• [GIVEN INSTRUCTION]: Copy out every one of the records below, substituting "grasp planner" for each occurrence of "pick planner" and keeping everything else unchanged. Leave the pictures out of your copy.

• [EXCERPTED DATA]:

##########

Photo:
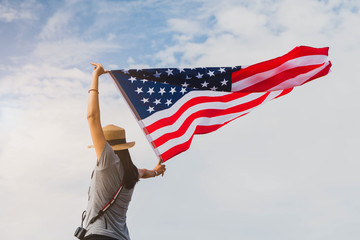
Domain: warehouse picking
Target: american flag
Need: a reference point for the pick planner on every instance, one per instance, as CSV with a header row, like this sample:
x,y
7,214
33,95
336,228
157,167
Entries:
x,y
173,104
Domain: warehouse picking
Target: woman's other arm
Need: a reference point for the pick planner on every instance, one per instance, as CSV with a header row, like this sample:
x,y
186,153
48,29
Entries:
x,y
158,169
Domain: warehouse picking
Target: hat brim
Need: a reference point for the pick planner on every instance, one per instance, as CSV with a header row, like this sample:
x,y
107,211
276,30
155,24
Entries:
x,y
119,147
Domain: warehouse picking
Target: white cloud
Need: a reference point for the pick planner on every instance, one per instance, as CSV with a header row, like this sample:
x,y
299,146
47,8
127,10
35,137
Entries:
x,y
10,12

##########

• [COMPLETED TASK]:
Photo:
Domain: warehouse picking
Target: american flag
Need: a reference point for the grasp planner on every instance, one per instance, as CSV with a header row, like this sample:
x,y
7,214
33,95
336,228
157,167
Entries:
x,y
173,104
Domain: warehouse picking
Target: woman's other arm
Need: a reference point for the grasp planner on every instance, one per instance, as CSV with a header row, like this sample:
x,y
186,153
48,29
Entries:
x,y
158,169
Domain: warehouse picking
Target: hat brim
Need: a reference point for the grasp planner on every instance, one per instance, as CSV with a header row, like this sample:
x,y
107,211
276,30
155,24
Entries:
x,y
119,147
Domain: warehouse picking
Target: white cloud
Need: a reference point for the grasp planner on every instance, one per instance, as CSV with a header row, like this sample:
x,y
299,146
47,8
127,10
35,137
Entries:
x,y
10,12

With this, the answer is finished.